Copy the records below in full, keeping each word as it is but omitting the pictures.

──────

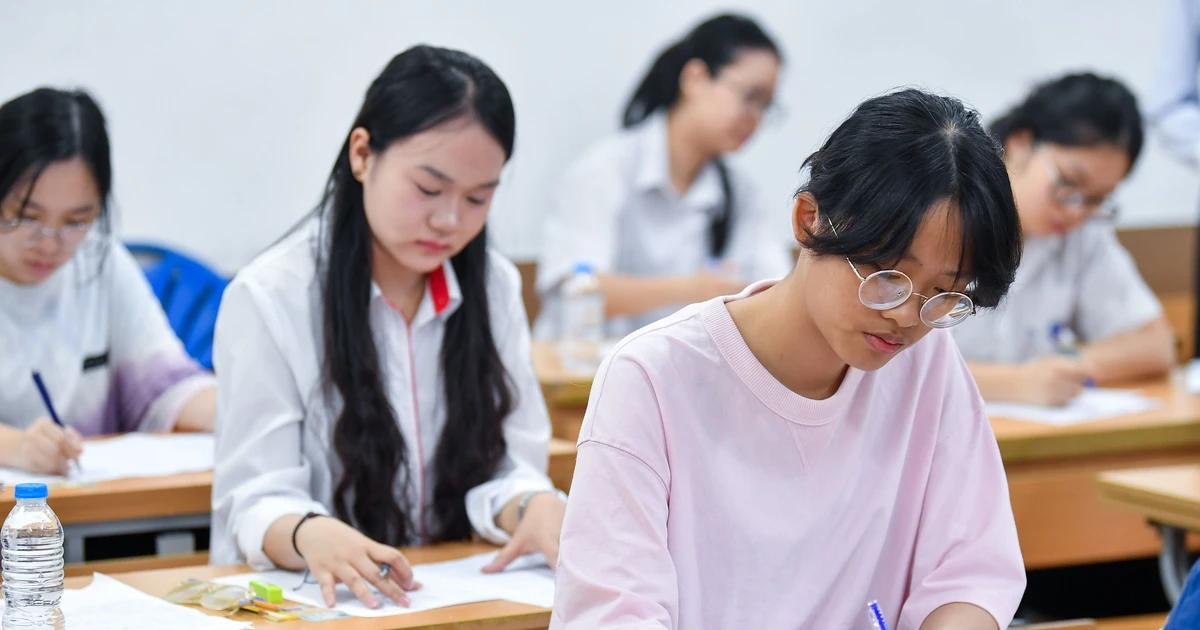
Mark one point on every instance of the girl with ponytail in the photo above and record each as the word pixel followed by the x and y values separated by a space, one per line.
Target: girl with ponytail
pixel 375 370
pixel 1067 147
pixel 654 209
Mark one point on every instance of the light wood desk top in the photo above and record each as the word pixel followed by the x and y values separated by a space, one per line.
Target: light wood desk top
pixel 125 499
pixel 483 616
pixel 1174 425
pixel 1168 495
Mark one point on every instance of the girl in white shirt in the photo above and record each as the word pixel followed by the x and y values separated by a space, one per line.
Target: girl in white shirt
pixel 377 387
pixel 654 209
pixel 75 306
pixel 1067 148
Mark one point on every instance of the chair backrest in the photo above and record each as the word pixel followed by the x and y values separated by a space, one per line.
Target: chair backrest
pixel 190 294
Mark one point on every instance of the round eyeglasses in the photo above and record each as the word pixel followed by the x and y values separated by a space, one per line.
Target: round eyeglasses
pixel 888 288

──────

TASK ANSWER
Mark one point on every instance of the girl with ponytail in the photo above and record each as the word pixel followed by the x and y values separated by a space, one per line.
Target: girl with ponytail
pixel 375 370
pixel 1067 147
pixel 654 209
Mark one point on every instance of the light wood desk top in the photo above and record each as the word pixel followed by the x and y values separated by a space, one per line.
Target: light wood desk top
pixel 125 499
pixel 483 616
pixel 1174 425
pixel 1168 495
Mark one point on every instance of the girl in white shirt in the photo above and record each as the word pixel followed by the x and y values separated by a space, one per line.
Target: girl in white shirt
pixel 377 387
pixel 654 209
pixel 75 306
pixel 1067 148
Mark one point on every instance of the chair backrest in the photo above and record each as the word pixel followed by the x and y values separated by a space, one per line.
Target: chair backrest
pixel 190 294
Mark one point on every instance of the round eyeglasses in the photo above and record each as the word pixel followed by the x and y values separated by a space, one per line.
Target: round eyeglasses
pixel 888 288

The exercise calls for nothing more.